## DOMANDE DI STUDIO
a. Nel testo sul lavoro autonomo, quanti lavoratori autonomi di 30-39 anni si sono persi tra il secondo trimestre del 2019 e quello del 2020?
b. Prosegui il testo sul calo dei lavoratori autonomi a partire dall'ultima frase riportata.

━━━ TESTO DELL'ESERCIZIO ━━━

Il Covid fa chiudere i lavoratori autonomi under 40
Diminuiti del 10% in un anno e di un terzo nell’ultimo decennio, potrebbero non garantire un adeguato ricambio generazionale nel tessuto produttivo
di M.Pri.
3' di lettura
La crisi economica innescata dal Covid-19 si fa sentire pesantemente sulle nuove generazioni di lavoratori autonomi. Tra il secondo trimestre del 2019 e quello del 2020, si sono persi 110mila lavoratori autonomi nella fascia di età 30-39 anni. La metà della contrazione complessiva del settore. I numeri emergono da uno studio elaborato dalla Fondazione studi dei consulenti del lavoro sulla base dei dati Istat, studio che evidenzia peraltro l'esistenza di un trend negativo per il comparto che dura almeno da dieci anni.
Comparto in difficoltà
Nel 2010 se ne contavano 5,7 milioni, diventati 5,3 l'anno scorso, per poi scendere a 5,1 milioni quest'anno. Di conseguenza si è assottigliata la quota del lavoro autonomo rispetto al totale, che in dieci anni ha perso quasi tre punti percentuale, passando dal 25,3 al 22,7 per cento. Difficoltà che si sono fatte sentire in modo particolare sui giovani imprenditori. Nel medio periodo, gli under 40 hanno sofferto di più, tanto che dagli oltre 2 milioni del 2010 sono diventati poco più di 1,4 milioni, con un calo di oltre il 30 per cento. Hanno alzato bandiera bianca, inoltre, gli over 60, anch'essi ridotti di un terzo. Nell'ultimo anno, però, la crisi si è fatta sentire soprattutto tra i 30-39enni, diminuiti di oltre il 10%, mentre le altre fasce d'età non sono andate oltre il 4 per cento.

━━━ DATI FORNITI ━━━

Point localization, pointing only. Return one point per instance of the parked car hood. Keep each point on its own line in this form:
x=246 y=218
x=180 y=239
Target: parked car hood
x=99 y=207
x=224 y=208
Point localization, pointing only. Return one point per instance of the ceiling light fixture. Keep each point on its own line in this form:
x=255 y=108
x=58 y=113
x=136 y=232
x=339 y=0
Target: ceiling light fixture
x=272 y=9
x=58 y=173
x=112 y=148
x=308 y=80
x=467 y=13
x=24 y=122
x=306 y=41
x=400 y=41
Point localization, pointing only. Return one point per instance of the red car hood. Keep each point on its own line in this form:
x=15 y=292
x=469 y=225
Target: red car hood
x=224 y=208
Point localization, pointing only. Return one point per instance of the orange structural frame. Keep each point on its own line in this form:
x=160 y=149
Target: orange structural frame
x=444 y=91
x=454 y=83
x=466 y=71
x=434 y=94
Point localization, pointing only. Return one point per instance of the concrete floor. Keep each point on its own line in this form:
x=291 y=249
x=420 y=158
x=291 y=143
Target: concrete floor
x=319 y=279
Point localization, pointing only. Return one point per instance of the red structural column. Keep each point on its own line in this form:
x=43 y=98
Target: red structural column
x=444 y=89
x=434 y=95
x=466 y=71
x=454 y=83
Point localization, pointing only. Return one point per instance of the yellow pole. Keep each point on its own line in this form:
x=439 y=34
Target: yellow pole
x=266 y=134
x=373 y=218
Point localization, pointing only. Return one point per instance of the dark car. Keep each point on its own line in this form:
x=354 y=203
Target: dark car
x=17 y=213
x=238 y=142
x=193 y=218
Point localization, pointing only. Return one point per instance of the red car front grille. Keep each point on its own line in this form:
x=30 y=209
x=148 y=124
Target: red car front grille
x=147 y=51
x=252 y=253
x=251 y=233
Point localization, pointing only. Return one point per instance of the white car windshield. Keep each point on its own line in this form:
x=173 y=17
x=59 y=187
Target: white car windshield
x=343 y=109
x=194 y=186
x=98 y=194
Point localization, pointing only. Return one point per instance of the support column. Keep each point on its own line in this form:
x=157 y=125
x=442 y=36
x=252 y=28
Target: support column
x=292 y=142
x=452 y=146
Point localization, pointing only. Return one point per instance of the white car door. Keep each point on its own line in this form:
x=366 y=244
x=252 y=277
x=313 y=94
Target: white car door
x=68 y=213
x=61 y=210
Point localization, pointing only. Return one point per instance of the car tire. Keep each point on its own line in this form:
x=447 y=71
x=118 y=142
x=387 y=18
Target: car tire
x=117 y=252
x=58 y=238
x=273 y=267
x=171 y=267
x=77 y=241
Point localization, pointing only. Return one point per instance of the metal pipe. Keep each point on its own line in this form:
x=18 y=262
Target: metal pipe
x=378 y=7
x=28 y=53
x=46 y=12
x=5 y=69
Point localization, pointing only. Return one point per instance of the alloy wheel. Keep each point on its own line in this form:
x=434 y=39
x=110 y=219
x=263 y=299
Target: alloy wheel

━━━

## RISPOSTE
a. 110mila.

b.
Secondo la Fondazione studi, ciò è dovuto al fatto che le misure messe in campo dal Governo a sostegno dell'occupazione non sono state sufficienti e, soprattutto, sono state rivolte al lavoro dipendente. Questo, nonostante ben 4,1 milioni di autonomi abbiano beneficiato delle indennità create dai vari decreti legge (cura Italia, rilancio, agosto) a sostegno di diverse categorie. Ma più in generale, gli autonomi e i liberi professionisti in particolare, da tempo vedono erodersi i redditi, come testimoniato anche dalle rilevazioni annuali condotte dall'Adepp, l'associazione delle casse di previdenza privatizzate.
Quanto ai settori, sono soprattutto i piccoli imprenditori del commercio ad aver subito gli effetti maggiori della crisi nell’ultimo anno, diminuiti in numero del 7,1%, nonché gli imprenditori alla guida di aziende, scesi del 9,2 per cento. Hanno contenuto i danni, invece, gli autonomi delle professioni intellettuali ad altra qualificazione e di quelle tecniche, con una contrazione non superiore al 4 per cento.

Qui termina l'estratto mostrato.